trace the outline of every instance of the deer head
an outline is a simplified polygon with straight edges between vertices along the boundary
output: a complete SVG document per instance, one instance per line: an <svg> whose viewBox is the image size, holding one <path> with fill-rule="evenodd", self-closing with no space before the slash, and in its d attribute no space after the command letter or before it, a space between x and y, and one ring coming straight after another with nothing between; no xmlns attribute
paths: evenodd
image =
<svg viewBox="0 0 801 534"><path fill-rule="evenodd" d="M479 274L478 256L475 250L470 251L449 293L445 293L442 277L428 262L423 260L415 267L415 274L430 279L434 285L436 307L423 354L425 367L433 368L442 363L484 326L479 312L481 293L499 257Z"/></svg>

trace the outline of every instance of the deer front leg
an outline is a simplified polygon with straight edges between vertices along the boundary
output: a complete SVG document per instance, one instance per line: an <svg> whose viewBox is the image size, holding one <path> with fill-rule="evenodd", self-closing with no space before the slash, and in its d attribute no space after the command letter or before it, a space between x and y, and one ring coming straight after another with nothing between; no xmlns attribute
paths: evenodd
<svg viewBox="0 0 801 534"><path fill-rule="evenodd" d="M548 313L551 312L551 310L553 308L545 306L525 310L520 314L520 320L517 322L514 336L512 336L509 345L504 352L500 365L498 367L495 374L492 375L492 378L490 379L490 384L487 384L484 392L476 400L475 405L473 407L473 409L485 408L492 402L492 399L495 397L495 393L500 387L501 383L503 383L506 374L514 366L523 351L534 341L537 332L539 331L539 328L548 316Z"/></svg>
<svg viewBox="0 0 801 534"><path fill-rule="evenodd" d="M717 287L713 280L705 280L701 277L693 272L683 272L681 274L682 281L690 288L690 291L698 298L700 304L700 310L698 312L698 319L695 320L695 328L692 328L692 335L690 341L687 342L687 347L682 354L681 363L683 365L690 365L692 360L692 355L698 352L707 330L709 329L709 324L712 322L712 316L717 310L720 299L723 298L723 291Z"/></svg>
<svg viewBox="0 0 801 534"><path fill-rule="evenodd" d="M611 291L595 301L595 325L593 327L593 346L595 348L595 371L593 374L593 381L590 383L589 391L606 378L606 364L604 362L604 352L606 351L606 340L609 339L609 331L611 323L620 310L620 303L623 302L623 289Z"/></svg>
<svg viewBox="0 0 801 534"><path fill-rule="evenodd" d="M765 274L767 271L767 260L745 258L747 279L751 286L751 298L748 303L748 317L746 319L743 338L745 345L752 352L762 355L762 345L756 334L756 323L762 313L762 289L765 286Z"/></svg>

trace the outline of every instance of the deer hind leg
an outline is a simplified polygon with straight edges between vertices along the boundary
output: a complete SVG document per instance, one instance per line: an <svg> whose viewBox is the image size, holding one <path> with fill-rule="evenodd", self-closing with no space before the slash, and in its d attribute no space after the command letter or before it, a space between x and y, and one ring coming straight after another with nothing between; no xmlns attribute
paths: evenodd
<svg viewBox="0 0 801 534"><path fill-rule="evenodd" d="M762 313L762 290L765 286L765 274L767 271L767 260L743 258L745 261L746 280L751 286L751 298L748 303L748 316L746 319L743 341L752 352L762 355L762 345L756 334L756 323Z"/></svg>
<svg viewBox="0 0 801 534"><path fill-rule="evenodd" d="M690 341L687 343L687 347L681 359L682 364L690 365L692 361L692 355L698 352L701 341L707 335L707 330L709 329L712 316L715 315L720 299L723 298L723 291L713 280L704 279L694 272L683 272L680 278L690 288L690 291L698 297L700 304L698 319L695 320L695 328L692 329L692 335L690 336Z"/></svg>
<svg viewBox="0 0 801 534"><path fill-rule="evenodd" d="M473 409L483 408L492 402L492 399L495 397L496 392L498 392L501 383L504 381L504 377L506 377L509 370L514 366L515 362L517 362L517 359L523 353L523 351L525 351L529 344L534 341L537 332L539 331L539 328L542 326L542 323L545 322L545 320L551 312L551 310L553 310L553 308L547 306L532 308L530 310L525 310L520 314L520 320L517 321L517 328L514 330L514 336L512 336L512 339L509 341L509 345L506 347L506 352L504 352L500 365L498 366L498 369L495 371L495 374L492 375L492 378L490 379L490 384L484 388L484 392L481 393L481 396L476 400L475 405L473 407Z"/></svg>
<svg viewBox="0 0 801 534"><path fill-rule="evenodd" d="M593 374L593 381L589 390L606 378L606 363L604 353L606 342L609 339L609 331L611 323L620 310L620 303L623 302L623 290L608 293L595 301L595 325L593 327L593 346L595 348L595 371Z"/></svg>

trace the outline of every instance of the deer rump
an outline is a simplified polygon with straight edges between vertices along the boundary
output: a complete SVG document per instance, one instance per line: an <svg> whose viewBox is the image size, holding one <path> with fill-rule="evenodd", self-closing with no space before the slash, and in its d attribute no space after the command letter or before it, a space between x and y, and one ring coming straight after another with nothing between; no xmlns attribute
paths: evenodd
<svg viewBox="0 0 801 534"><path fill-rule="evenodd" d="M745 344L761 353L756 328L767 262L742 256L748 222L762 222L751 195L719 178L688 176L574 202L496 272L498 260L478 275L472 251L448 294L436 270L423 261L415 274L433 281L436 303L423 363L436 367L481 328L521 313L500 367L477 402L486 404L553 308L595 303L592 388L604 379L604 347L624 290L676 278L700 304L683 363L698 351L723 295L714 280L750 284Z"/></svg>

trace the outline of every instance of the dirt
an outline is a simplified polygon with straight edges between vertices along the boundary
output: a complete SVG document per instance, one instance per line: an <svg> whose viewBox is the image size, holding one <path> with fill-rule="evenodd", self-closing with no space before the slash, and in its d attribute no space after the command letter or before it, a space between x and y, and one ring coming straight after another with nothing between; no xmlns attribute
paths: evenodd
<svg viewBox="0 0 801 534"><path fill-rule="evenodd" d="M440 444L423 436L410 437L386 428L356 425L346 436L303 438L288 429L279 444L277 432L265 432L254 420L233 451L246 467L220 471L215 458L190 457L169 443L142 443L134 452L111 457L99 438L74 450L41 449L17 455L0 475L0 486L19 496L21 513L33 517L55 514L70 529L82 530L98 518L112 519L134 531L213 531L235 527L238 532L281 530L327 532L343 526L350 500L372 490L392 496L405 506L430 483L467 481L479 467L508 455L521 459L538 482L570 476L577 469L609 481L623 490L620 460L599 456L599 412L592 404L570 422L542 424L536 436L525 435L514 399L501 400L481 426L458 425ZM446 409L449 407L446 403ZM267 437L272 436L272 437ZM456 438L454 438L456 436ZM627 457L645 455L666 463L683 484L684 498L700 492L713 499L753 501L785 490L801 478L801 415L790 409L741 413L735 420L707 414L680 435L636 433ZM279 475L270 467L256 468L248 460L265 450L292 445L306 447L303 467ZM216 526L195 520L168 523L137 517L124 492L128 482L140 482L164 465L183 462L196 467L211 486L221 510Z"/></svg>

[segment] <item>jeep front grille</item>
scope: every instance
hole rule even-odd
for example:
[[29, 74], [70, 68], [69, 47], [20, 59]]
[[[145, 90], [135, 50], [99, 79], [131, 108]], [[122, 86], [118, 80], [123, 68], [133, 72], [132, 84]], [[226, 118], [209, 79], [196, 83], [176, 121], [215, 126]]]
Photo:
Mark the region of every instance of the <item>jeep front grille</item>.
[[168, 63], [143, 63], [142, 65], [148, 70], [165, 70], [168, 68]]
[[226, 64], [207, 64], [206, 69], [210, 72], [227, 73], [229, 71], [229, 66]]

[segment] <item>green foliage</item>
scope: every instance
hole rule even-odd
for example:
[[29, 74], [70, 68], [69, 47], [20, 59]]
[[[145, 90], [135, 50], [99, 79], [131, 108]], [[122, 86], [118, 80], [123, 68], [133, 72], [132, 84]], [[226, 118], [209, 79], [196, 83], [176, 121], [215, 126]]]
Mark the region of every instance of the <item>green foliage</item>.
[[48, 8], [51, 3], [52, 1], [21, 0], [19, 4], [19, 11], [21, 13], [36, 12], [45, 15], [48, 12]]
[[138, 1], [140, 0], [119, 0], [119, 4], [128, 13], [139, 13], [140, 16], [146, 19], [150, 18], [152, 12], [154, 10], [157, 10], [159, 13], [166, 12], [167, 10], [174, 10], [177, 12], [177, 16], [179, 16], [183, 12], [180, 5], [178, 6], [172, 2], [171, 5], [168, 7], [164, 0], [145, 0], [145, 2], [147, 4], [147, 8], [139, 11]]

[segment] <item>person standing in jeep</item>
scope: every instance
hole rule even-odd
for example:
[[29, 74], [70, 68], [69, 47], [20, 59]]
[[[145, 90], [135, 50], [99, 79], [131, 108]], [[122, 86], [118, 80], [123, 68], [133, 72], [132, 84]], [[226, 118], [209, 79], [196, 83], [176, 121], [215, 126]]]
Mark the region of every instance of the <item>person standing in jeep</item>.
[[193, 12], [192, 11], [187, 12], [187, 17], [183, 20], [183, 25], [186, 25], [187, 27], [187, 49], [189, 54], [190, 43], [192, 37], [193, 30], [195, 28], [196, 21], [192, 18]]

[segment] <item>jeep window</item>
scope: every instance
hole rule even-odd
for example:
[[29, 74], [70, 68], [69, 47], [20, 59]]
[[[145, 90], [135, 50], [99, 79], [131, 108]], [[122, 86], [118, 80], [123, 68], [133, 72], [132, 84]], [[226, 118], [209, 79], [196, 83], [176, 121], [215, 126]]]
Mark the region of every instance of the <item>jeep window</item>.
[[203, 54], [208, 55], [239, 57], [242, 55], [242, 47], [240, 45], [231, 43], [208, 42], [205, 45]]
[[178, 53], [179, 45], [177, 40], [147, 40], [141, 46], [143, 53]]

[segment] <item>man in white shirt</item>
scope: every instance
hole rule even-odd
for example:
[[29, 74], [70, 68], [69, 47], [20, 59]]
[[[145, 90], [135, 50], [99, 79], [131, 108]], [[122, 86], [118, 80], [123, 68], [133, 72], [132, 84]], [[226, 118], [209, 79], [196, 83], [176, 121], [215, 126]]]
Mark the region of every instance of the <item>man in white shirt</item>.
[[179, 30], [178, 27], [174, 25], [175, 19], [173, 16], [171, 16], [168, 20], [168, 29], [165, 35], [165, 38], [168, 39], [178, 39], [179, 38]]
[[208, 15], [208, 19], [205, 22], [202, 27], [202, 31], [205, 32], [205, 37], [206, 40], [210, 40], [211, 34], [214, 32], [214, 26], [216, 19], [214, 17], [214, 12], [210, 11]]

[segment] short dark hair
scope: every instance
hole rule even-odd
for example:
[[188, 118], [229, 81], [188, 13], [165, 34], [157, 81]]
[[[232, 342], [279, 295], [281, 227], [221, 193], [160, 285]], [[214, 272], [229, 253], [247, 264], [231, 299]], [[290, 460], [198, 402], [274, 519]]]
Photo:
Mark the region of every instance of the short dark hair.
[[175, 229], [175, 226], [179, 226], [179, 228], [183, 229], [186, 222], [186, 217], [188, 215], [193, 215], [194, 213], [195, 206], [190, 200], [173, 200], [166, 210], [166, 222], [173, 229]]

§ **Aufgabe**
Kannst du die Zeilen von der Zeile mit „[segment] <item>person standing“ bis einschließlich der Zeile mit „21], [192, 18]]“ erneut ausgeben und darin „jeep“ durch „truck“ ersetzen, ohne sonst etwas zu verändern?

§ **Lösung**
[segment] <item>person standing in truck</item>
scope: every instance
hole rule even-odd
for example:
[[29, 74], [70, 68], [69, 47], [20, 59]]
[[[145, 90], [135, 50], [99, 79], [131, 108]], [[122, 86], [118, 80], [123, 68], [133, 72], [132, 84]], [[226, 118], [209, 79], [196, 83], [176, 121], [215, 126]]]
Mark the region of every instance of the <item>person standing in truck</item>.
[[193, 12], [192, 11], [187, 12], [187, 17], [183, 20], [183, 25], [186, 25], [187, 27], [187, 49], [189, 54], [190, 43], [192, 37], [193, 30], [195, 28], [196, 21], [192, 18]]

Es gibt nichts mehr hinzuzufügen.